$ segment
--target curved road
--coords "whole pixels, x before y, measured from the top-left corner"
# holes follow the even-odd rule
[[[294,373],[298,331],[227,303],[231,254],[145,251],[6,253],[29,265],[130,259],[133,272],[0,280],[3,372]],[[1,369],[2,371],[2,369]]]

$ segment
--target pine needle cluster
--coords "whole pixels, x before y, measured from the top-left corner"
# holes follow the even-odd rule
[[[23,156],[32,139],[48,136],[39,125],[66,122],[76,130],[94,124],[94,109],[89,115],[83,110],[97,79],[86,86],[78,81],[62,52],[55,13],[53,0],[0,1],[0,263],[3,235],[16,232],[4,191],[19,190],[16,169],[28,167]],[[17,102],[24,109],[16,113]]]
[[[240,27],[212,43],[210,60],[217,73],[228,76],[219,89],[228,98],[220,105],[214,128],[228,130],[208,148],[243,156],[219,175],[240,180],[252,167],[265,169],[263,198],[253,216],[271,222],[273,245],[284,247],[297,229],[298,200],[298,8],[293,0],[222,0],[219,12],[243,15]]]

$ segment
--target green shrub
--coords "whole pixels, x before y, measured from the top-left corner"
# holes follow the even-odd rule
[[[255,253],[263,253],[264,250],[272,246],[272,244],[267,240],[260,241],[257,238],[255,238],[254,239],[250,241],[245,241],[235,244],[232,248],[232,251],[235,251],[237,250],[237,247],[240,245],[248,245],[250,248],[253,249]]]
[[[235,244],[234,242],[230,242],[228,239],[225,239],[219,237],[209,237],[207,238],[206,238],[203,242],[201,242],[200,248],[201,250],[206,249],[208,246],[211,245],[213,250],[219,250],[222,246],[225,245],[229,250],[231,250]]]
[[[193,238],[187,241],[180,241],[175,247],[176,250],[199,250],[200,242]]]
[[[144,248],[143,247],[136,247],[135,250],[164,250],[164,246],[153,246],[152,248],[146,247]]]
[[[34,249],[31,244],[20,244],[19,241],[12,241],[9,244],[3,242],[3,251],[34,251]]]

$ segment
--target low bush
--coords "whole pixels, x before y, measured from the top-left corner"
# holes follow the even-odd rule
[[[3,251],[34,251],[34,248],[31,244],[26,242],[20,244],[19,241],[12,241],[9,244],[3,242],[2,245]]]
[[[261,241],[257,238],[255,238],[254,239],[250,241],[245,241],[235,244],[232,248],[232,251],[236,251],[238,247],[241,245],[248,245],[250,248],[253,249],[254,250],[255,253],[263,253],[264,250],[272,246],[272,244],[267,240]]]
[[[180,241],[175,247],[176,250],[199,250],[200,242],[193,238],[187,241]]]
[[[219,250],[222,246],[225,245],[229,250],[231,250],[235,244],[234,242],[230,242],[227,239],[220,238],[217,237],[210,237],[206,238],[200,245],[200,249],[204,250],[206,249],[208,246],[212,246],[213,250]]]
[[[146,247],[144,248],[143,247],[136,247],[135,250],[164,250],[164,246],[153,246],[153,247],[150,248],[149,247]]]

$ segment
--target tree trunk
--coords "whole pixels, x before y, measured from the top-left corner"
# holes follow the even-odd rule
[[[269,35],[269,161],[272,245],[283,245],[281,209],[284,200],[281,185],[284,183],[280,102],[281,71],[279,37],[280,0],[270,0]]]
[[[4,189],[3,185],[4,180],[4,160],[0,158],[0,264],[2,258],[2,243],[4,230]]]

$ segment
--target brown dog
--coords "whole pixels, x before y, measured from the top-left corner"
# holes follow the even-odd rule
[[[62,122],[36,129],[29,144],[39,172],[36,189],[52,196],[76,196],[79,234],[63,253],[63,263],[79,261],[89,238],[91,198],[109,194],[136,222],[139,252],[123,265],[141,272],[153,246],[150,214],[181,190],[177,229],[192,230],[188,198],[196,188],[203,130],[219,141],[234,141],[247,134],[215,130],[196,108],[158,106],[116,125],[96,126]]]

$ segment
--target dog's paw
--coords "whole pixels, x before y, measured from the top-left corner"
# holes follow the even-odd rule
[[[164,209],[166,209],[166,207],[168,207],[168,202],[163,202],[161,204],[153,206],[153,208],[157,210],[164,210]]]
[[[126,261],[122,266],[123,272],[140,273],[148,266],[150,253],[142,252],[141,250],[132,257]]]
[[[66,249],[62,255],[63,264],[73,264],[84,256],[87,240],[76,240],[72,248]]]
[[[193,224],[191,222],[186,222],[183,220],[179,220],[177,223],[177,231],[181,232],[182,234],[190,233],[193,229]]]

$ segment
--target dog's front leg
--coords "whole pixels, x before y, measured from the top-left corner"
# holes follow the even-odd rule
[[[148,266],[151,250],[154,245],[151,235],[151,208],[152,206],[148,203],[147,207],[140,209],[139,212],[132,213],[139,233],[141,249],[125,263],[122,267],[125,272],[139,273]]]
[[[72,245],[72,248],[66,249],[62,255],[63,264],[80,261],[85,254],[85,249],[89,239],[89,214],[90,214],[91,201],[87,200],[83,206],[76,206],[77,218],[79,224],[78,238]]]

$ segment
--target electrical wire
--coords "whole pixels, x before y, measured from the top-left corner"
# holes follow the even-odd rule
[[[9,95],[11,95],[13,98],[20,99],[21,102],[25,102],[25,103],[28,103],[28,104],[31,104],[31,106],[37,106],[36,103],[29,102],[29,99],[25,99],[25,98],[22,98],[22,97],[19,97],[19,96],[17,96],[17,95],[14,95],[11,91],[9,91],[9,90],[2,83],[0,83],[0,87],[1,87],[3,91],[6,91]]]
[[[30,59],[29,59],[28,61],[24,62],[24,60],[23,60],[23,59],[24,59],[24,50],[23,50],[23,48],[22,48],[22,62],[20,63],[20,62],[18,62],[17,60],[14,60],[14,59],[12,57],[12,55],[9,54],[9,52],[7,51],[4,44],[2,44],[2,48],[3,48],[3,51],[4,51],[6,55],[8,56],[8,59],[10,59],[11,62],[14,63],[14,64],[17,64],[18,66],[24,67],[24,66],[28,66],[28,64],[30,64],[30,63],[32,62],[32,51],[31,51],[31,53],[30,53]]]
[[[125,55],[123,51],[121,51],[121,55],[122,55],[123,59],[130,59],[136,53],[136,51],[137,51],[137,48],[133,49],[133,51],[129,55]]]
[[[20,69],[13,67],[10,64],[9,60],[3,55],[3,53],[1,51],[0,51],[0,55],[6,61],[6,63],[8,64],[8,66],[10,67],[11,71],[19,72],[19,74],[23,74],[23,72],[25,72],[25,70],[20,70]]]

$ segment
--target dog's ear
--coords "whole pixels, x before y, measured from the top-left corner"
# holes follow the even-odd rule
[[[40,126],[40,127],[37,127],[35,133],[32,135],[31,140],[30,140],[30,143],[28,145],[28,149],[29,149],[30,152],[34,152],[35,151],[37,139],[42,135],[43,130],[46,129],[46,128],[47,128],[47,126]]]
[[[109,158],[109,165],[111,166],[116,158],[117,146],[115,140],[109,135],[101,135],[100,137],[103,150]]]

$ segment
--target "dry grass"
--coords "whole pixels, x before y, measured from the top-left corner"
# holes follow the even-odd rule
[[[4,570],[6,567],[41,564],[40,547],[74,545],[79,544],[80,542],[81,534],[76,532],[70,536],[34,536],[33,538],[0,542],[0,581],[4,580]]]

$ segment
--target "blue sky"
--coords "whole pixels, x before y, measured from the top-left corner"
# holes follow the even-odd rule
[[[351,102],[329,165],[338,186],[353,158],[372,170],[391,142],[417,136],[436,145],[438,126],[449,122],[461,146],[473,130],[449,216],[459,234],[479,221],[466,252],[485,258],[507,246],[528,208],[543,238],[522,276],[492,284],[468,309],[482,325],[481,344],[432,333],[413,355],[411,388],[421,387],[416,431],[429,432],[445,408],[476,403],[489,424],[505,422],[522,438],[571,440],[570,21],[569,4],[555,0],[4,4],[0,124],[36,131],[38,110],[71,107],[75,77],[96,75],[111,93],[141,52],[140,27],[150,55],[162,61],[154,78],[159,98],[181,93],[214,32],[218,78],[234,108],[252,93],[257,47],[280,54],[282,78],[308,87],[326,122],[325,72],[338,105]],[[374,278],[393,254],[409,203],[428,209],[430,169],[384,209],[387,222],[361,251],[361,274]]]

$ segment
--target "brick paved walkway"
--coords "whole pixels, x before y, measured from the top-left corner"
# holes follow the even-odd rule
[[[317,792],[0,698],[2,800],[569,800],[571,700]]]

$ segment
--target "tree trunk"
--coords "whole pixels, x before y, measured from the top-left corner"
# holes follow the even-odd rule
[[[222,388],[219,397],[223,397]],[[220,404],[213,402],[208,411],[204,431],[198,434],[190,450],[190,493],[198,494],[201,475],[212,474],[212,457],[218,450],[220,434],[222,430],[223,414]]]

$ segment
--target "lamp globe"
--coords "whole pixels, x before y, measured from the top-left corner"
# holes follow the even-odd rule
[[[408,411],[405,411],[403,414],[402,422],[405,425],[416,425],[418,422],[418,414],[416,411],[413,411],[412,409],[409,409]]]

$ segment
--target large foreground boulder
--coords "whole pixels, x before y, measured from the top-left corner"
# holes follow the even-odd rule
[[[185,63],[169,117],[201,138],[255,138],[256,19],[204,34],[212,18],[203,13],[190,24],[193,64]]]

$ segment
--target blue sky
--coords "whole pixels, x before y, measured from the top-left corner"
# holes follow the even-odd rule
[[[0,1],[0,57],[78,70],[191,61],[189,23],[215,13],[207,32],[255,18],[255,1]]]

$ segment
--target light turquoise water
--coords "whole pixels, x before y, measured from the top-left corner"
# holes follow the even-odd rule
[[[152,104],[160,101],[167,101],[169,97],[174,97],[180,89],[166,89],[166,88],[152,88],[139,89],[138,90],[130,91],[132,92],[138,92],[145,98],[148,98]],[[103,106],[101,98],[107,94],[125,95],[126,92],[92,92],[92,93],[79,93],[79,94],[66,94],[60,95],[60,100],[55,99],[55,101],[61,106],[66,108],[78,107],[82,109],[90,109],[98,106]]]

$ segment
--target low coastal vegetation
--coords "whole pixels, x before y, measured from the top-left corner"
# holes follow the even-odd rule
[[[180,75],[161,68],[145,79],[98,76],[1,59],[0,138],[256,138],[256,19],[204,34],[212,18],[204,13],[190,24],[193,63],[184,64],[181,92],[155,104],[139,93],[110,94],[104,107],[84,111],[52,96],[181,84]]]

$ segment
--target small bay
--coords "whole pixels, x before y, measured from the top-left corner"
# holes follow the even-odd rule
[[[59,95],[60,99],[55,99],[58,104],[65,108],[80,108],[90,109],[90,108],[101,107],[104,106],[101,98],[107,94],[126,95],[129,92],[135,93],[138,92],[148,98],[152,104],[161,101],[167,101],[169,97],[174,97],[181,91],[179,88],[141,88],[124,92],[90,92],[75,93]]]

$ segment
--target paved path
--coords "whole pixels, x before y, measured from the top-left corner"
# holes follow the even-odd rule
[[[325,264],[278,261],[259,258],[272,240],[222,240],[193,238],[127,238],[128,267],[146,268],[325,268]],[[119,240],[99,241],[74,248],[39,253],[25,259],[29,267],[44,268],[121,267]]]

-----

TASK TO CARRY OUT » Extract each line of the records above that contains the string "trunk", where uppercase and lowercase count as different.

RESULT »
--target tree trunk
--target "tree trunk"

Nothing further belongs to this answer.